▸ PROBLEM
Can you print every one of the records below word for word, leaving nothing out and changing nothing?

Coordinate labeling data:

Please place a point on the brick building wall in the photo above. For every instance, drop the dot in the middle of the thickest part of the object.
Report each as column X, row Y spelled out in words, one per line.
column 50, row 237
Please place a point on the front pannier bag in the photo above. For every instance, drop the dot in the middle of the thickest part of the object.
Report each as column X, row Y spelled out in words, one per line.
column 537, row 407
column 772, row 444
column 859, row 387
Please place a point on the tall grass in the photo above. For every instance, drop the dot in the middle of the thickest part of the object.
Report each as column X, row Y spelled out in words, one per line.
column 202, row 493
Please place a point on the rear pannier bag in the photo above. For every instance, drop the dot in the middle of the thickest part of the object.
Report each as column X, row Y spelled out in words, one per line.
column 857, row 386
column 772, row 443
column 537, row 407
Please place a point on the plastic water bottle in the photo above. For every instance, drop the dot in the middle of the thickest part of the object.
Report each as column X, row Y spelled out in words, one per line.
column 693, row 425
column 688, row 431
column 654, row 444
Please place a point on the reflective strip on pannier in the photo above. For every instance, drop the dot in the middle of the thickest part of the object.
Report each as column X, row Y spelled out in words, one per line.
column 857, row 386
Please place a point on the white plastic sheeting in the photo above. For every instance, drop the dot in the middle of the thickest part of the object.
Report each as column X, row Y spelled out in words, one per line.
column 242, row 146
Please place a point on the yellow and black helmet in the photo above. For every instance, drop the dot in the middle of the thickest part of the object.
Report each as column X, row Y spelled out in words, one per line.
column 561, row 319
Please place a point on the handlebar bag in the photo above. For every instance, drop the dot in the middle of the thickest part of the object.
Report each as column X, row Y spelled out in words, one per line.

▸ OUTPUT FOR THIS EXERCISE
Please place a point on the brick building wall in the photo above. For every instance, drop the dot in the middle of the thickest part of the object.
Report each as column X, row Y spelled out in words, one per line.
column 50, row 237
Please place a point on the front pannier bag in the photo above. For every instance, drop the dot in the middle of the thickest part of the object.
Report each as column X, row Y spelled out in words, one per line.
column 537, row 407
column 772, row 444
column 859, row 387
Please place a point on the tall grass in the photo above. For every instance, drop the dot in the middle of the thickest part of the object.
Report each as column X, row Y spelled out in words, one per line.
column 202, row 493
Please place a point on the rear pannier bag in the photo above. For every instance, drop the dot in the middle of the thickest part of the object.
Report each as column X, row Y spelled out in words, one per line.
column 857, row 386
column 772, row 443
column 537, row 407
Please place a point on the plastic water bottle in the photo above. For every instance, drop the dot in the middle of the thickest part of the object.
Report each as column X, row Y spelled out in words, one per line.
column 693, row 425
column 688, row 431
column 654, row 444
Please place a point on the reflective strip on pannier in the photo above. For every instance, drop the dot in the middle of the thickest part of the object.
Report each as column X, row Y spelled out in words, one per line.
column 857, row 386
Please place a point on the white plastic sheeting in the photo above. For every instance, drop the dot in the middle of the thickest part of the object.
Report each as column X, row Y spelled out in words, one per line.
column 242, row 146
Please place a point on the yellow and black helmet in the photo above. For every instance, drop the dot in the middle of the thickest part of the object.
Report each as column X, row Y spelled out in words, one per line.
column 561, row 319
Please place a point on the handlebar bag in the photo above. For every instance, drop the dot in the middle of the thickest part of the object.
Report each as column X, row Y spelled out in words, one per line.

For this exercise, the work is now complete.